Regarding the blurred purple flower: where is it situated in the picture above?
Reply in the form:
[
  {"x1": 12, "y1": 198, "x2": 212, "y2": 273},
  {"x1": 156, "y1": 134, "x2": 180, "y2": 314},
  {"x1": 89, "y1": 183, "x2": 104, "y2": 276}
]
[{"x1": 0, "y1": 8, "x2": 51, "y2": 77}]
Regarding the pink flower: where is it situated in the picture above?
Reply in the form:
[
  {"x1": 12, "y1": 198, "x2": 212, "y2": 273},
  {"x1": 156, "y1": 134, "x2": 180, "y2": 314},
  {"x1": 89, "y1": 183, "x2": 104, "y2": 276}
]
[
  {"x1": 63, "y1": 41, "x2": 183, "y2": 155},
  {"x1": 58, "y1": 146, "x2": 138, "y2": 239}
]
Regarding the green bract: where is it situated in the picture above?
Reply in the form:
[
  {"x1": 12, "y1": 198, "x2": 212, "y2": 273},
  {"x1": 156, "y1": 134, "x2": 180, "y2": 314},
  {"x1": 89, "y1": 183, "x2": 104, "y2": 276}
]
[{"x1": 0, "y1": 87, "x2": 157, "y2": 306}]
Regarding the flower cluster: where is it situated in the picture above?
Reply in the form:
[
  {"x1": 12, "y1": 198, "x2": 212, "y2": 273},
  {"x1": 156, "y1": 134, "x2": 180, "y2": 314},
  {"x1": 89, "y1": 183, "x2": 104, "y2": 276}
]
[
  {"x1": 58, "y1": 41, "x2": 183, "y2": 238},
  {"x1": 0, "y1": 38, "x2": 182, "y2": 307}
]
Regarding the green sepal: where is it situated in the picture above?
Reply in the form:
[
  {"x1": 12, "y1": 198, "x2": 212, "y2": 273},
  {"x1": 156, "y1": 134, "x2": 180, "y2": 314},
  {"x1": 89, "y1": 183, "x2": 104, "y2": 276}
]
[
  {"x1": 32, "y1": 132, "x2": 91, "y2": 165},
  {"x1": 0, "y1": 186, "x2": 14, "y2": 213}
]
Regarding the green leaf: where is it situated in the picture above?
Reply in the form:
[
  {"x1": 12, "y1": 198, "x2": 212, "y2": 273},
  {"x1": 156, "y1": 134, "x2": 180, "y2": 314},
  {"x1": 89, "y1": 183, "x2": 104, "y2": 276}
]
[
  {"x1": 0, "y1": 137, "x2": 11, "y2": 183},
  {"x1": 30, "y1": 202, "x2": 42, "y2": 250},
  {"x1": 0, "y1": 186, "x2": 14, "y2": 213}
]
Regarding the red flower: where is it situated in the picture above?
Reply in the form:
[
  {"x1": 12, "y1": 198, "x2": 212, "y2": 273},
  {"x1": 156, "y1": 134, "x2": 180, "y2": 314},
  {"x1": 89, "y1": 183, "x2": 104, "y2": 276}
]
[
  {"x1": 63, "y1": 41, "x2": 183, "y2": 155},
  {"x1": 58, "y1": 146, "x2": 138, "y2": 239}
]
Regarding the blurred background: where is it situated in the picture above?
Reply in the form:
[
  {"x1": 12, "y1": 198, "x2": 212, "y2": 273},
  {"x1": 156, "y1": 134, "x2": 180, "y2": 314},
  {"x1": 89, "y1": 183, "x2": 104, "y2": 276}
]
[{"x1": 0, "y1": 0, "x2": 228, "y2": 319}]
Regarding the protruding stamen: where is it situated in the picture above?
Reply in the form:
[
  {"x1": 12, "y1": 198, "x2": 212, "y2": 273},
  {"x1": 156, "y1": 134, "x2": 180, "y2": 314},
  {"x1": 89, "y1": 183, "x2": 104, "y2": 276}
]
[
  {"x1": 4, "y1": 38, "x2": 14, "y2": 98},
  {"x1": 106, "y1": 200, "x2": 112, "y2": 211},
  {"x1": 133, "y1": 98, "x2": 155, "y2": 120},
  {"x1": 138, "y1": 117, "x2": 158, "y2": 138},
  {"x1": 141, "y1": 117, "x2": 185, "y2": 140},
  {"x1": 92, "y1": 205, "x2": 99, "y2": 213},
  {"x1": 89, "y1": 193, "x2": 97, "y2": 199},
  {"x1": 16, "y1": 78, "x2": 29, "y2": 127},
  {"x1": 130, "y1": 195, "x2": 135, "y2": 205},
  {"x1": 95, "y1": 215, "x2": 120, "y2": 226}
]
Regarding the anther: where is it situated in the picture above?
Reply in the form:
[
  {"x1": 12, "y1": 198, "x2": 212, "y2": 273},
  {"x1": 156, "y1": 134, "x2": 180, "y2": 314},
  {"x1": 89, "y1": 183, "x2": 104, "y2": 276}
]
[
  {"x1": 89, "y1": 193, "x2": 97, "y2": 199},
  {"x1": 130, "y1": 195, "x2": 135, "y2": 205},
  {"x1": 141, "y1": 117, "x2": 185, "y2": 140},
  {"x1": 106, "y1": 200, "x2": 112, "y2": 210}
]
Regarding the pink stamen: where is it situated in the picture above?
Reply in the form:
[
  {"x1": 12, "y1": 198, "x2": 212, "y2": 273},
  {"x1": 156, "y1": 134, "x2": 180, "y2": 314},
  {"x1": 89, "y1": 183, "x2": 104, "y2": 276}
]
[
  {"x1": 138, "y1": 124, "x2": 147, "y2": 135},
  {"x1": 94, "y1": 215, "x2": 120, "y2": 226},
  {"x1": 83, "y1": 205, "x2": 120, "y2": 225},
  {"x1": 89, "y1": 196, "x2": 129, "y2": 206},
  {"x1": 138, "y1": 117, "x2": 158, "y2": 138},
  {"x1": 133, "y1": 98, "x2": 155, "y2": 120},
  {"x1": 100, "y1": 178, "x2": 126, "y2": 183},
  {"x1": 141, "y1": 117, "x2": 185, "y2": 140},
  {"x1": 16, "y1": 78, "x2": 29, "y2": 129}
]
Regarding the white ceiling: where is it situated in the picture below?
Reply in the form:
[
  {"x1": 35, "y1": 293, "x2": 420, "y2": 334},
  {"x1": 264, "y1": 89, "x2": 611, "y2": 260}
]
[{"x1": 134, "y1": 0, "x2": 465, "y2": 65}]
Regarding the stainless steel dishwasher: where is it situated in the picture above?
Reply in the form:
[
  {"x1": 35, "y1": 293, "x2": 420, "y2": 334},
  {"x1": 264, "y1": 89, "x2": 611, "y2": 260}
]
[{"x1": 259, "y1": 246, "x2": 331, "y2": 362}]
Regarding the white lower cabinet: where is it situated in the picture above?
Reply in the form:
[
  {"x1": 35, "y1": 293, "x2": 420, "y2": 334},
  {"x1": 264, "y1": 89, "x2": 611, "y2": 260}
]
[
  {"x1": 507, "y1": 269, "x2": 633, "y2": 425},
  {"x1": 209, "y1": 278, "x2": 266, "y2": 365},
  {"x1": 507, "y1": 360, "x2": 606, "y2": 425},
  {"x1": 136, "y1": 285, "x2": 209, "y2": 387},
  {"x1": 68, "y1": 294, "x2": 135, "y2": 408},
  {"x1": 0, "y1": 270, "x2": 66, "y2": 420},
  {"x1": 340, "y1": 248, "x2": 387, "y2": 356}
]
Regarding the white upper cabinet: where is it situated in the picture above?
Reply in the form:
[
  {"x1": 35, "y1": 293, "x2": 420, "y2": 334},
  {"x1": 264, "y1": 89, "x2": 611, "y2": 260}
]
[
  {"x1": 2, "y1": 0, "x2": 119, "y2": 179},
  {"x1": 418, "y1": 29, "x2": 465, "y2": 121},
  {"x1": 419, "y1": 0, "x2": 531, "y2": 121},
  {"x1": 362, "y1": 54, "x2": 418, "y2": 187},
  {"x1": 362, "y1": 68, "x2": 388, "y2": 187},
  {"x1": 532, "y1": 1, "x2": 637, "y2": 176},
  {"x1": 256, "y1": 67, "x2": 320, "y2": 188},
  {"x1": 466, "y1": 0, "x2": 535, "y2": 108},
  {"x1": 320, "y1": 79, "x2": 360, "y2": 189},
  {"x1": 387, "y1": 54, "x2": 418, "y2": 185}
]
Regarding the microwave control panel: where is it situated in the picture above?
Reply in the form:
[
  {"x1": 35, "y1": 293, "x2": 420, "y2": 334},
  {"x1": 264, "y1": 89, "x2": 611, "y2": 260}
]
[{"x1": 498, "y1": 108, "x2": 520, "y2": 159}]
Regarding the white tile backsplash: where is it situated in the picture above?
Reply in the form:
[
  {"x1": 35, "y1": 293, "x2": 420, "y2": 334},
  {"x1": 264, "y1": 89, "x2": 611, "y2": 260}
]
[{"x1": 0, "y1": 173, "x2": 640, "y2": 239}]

◇ ◇ ◇ ◇

▶ [Task objective]:
Can you show every line of the listing that contains the word "blurred", matching case exactly?

▶ [Final result]:
Regarding the blurred purple flower: where is it situated in the picture above?
Regarding the blurred background: where is it situated in the picture above?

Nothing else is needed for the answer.